> [AIM OF THE EXERCISE] The required output is every entry, printed exactly as written.
Start of Block
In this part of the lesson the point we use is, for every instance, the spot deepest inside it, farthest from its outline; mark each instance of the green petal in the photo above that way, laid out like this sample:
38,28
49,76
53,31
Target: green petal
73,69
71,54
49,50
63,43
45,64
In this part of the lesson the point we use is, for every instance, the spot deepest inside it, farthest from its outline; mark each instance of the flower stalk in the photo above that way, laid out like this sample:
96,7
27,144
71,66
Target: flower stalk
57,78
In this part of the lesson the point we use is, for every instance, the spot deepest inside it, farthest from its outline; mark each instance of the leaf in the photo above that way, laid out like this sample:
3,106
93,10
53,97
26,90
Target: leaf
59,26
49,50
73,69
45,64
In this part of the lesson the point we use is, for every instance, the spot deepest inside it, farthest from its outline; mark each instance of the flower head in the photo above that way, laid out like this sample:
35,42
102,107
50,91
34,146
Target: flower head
End of Block
> [YOUR SOLUTION]
In this part of the lesson the point we use is, for every instance, the spot deepest inside it, farthest from its outline; mark each instance of the green petal in the photo above that way, laid out like this sample:
38,28
49,76
53,31
Target: green petal
73,69
71,54
49,50
63,43
45,64
In this part of the lesson the point we use is, for every instance, the spot deepest inside it, farthest from its outline; mark each instance of the flower stalk in the photo above that way, laid out like this sample:
96,7
27,144
71,66
Target: flower stalk
57,78
In this part of the lesson the point we use is, for every instance, the spot deepest inside it, farthest from its outline; mark each instance of the leaf in the photo above that way, laid out like this sample:
3,106
93,10
53,97
26,90
Target: leaf
59,26
49,50
73,69
45,64
In this part of the lesson the point we use is, for every instance, the spot deepest inside it, farthest from its outline; mark each instance of the flower head in the photo above that way, laid out like this sample:
35,42
102,107
50,91
34,146
Target: flower head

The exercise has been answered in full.